■ **Task details**
Reproduce verbatim the final portion of the material below, from the line containing "Indicate every instance of the elderly woman." through its last line, and nothing else.
===== Data supplied =====
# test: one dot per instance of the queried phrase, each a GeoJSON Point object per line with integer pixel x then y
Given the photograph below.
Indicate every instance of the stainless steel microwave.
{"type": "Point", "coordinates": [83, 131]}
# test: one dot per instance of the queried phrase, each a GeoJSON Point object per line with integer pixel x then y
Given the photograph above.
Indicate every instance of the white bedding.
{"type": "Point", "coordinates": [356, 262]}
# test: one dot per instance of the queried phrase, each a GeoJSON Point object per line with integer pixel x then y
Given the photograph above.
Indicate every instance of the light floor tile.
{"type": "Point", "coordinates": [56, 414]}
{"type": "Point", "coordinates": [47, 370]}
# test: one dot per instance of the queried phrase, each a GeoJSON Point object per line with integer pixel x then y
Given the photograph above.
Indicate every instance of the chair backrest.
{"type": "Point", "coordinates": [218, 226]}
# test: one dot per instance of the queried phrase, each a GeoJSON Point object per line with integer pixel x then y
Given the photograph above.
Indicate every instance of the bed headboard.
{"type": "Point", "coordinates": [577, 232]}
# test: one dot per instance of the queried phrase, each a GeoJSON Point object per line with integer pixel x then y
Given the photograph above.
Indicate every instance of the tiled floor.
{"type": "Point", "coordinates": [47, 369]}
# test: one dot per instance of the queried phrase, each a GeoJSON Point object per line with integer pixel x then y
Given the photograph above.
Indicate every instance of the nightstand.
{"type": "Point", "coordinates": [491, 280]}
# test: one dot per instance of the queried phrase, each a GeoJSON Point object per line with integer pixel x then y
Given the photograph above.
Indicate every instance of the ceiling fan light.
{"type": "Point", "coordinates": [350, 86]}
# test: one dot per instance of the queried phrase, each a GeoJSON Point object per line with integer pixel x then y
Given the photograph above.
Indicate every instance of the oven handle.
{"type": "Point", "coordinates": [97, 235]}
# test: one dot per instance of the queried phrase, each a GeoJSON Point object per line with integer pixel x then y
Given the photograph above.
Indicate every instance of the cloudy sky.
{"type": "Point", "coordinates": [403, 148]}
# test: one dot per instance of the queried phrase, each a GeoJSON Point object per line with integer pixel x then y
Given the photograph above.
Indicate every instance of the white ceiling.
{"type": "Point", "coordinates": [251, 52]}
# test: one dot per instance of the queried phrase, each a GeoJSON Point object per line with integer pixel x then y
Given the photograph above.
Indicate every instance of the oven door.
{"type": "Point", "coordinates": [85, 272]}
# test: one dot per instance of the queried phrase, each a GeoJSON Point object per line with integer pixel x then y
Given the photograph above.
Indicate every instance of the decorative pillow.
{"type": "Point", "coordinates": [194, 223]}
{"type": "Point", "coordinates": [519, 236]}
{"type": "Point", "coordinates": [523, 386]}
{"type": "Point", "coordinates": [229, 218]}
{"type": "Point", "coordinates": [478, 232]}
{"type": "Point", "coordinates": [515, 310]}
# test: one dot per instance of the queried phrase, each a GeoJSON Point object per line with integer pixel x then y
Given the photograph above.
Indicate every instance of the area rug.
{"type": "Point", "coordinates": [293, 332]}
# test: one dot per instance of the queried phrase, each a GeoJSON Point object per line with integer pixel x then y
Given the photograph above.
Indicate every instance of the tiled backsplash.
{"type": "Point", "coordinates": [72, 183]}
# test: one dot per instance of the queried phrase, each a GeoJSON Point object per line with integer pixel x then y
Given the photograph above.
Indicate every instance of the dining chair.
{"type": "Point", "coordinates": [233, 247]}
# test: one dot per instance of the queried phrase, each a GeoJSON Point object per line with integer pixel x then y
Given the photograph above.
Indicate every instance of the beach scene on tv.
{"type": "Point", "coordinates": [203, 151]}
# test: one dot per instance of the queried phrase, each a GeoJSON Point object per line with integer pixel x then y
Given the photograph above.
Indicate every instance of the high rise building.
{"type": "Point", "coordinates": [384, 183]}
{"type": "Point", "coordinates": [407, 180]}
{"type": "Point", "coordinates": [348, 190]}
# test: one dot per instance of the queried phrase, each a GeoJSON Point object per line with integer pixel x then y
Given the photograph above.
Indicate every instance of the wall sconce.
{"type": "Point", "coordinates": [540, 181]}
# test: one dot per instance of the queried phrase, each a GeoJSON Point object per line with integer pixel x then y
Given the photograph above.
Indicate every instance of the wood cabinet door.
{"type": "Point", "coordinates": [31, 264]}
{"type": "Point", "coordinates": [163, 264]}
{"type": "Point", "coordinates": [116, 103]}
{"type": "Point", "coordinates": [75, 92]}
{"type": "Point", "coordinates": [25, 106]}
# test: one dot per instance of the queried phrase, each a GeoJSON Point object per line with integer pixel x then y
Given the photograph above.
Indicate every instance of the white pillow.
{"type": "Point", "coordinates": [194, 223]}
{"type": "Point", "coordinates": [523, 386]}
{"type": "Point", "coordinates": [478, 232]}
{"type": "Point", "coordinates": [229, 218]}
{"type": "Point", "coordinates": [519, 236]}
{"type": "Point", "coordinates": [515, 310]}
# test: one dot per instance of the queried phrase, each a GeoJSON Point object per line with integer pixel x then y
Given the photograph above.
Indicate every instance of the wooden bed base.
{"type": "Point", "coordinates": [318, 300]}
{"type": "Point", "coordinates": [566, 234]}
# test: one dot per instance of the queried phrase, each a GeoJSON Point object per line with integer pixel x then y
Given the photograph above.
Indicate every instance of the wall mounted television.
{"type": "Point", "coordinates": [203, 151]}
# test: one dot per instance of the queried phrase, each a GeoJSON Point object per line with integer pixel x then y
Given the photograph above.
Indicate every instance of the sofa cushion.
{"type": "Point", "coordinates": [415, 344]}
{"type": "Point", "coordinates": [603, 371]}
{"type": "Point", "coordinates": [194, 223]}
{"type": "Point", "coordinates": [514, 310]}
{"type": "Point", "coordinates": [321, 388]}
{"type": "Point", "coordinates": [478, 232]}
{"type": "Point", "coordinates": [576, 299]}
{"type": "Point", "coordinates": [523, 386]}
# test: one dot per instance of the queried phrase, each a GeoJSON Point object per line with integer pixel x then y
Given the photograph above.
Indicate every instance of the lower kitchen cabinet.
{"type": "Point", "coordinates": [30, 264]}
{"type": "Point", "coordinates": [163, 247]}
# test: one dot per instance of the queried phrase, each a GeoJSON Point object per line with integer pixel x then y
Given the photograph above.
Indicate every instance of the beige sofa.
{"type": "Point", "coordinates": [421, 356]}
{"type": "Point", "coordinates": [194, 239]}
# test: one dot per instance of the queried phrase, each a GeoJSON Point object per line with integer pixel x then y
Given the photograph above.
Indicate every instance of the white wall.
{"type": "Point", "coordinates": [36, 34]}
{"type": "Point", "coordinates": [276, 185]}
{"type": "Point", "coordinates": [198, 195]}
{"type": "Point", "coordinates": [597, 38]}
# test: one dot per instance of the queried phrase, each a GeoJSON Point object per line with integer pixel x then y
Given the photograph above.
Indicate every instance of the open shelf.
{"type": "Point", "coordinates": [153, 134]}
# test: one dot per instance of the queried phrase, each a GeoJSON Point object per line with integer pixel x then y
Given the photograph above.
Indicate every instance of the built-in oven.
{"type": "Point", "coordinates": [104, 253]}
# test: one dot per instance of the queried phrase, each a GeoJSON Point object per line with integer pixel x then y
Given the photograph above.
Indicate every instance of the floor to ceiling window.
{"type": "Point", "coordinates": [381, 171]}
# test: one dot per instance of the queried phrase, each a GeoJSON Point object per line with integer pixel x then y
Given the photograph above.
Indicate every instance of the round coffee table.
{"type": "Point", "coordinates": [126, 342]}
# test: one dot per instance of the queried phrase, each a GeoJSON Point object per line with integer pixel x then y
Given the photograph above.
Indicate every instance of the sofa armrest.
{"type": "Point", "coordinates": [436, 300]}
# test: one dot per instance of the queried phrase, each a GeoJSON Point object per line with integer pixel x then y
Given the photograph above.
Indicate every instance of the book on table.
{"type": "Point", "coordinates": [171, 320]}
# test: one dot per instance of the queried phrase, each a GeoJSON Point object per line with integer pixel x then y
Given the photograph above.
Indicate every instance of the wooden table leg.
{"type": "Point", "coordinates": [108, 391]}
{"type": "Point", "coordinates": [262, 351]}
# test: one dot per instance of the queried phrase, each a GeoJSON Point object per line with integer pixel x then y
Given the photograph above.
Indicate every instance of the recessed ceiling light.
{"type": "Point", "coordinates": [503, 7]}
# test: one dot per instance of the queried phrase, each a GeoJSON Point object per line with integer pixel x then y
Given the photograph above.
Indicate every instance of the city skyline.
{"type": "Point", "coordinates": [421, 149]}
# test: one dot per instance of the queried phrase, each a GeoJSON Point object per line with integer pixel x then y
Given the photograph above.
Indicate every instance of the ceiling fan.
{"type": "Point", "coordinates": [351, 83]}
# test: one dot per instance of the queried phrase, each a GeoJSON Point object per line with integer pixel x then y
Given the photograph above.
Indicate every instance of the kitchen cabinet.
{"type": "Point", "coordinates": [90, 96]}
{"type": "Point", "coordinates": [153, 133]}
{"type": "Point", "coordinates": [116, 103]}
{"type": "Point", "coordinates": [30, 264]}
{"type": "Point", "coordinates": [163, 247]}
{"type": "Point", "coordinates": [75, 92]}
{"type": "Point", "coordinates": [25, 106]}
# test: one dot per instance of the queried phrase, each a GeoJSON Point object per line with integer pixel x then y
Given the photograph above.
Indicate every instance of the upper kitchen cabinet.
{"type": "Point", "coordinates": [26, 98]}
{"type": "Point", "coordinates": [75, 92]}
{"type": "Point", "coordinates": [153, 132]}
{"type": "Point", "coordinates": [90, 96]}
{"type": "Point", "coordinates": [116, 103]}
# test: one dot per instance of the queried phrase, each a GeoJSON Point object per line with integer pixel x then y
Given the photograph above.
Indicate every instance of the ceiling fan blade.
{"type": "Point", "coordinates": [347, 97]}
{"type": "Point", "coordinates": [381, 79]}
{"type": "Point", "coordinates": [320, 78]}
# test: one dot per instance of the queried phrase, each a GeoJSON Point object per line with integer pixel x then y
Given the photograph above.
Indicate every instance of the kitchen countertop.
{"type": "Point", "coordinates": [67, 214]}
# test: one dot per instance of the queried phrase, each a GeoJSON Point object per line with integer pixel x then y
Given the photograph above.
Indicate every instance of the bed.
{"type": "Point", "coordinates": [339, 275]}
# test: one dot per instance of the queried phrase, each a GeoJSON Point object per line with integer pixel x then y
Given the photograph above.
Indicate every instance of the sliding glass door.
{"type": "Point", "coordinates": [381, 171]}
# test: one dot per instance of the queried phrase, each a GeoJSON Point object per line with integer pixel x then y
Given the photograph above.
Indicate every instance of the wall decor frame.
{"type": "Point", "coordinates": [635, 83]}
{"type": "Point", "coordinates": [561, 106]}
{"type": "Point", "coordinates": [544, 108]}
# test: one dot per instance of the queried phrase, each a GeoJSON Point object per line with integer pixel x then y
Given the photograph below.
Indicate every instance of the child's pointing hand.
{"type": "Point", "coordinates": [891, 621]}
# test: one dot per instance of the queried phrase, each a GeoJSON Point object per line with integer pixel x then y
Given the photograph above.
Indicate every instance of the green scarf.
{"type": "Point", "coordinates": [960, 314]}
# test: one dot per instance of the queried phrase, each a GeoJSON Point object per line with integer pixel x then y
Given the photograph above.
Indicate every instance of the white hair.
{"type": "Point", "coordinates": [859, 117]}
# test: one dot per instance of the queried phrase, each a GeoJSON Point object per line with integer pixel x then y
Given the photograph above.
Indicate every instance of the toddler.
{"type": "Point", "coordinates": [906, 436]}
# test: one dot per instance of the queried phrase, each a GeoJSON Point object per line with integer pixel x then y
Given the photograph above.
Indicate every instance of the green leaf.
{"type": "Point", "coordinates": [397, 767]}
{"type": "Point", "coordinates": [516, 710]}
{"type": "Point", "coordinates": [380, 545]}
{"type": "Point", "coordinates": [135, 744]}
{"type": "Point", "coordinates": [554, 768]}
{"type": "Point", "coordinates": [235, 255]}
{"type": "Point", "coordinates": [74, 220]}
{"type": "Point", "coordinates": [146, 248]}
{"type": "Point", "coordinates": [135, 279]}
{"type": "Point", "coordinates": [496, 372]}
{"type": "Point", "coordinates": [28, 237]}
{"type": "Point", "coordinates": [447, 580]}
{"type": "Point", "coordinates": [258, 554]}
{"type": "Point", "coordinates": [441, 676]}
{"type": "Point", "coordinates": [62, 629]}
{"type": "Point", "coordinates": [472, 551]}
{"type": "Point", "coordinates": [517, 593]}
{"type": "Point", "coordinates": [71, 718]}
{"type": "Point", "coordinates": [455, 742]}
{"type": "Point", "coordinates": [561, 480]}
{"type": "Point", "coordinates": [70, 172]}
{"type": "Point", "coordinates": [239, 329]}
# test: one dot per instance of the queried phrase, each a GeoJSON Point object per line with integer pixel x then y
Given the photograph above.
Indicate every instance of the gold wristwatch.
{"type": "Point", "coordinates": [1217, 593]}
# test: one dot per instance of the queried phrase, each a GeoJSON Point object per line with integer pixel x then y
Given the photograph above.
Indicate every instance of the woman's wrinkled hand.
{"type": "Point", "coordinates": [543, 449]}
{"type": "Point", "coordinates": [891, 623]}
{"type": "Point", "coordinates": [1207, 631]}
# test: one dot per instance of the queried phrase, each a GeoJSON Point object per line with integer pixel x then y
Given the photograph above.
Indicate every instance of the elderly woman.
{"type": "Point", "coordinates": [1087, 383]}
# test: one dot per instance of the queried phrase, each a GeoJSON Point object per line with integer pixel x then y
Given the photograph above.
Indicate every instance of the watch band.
=====
■ **Expected answer**
Indicate every instance of the elderly woman.
{"type": "Point", "coordinates": [1087, 383]}
# test: one dot per instance of the queried phrase, each a GeoJSON Point object per line with integer pixel x then y
Given the photograph above.
Indicate every instance of the watch band.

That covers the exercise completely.